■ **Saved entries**
= = = = =
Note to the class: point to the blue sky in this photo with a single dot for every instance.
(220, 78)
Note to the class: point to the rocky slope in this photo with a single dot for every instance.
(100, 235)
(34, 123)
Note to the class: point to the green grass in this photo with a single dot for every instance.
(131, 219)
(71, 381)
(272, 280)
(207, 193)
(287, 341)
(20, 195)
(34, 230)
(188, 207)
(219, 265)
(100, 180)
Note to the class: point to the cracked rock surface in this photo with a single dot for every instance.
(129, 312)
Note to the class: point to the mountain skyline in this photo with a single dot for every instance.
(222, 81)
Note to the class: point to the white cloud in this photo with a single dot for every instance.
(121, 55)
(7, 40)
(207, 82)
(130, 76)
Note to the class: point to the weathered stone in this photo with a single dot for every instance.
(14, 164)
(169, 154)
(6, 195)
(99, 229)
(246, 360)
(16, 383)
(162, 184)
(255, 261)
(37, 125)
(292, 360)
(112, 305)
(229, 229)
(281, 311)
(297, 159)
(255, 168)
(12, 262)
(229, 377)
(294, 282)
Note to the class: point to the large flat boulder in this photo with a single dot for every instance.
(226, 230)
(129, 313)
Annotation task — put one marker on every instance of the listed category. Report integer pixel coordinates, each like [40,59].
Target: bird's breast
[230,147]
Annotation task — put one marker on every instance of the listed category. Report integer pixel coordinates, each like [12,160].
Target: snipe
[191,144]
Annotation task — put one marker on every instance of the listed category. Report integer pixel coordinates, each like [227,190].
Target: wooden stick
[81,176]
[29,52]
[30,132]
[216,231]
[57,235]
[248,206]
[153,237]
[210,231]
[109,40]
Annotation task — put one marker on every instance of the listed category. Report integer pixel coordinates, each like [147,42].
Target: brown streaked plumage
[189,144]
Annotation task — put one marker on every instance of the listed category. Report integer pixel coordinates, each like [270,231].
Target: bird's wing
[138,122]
= = = = =
■ **Task instructions**
Output all records verbatim.

■ **Answer space**
Note to the class: point to the blue sky in this photo with a single dot for every instance.
(220, 78)
Note to the class: point to the rocky slope in this photo with a single dot for every instance.
(100, 235)
(34, 123)
Note to the class: point to the green grass in this photo with a single dot for every instance.
(131, 219)
(71, 381)
(272, 280)
(207, 193)
(287, 341)
(20, 195)
(34, 230)
(188, 207)
(219, 265)
(100, 180)
Note to the class: point to the cracked rock surface in this photo with a single dot for every instance.
(129, 312)
Note to the class: point to the mountain skyline in this photo with a single dot for every instance.
(222, 81)
Note to the class: point to the white cloud in this photo with a single dot for every instance.
(121, 55)
(7, 40)
(207, 82)
(130, 76)
Note to the class: point to the weathered stone in this photo with a single dot for every instance.
(14, 164)
(169, 154)
(6, 195)
(99, 229)
(246, 360)
(16, 383)
(162, 184)
(255, 261)
(37, 125)
(292, 360)
(112, 305)
(229, 229)
(281, 311)
(297, 159)
(255, 168)
(12, 262)
(229, 377)
(294, 282)
Note to the class: point to the large flat boulder in this photo with a single dot for every instance.
(226, 230)
(129, 313)
Annotation task — put one marker on every instance of the listed category. Report integer pixel coordinates, each like [40,59].
Target: bird's breast
[230,147]
Annotation task — put one marker on every instance of the listed category. Report integer pixel coordinates, each like [12,160].
Target: snipe
[191,144]
Annotation task — put one marker on every instance of the listed category. Report integer pixel coordinates, each like [227,190].
Target: wooden stick
[81,176]
[29,52]
[30,132]
[216,231]
[57,235]
[248,206]
[153,237]
[210,231]
[109,40]
Annotation task — put one marker on every instance of the listed category. Report integer pixel coordinates, each like [147,42].
Target: brown streaked plumage
[189,144]
Annotation task — put one marker on every instance of the listed category. Report integer pixel coordinates, each like [270,231].
Target: bird's wing
[138,122]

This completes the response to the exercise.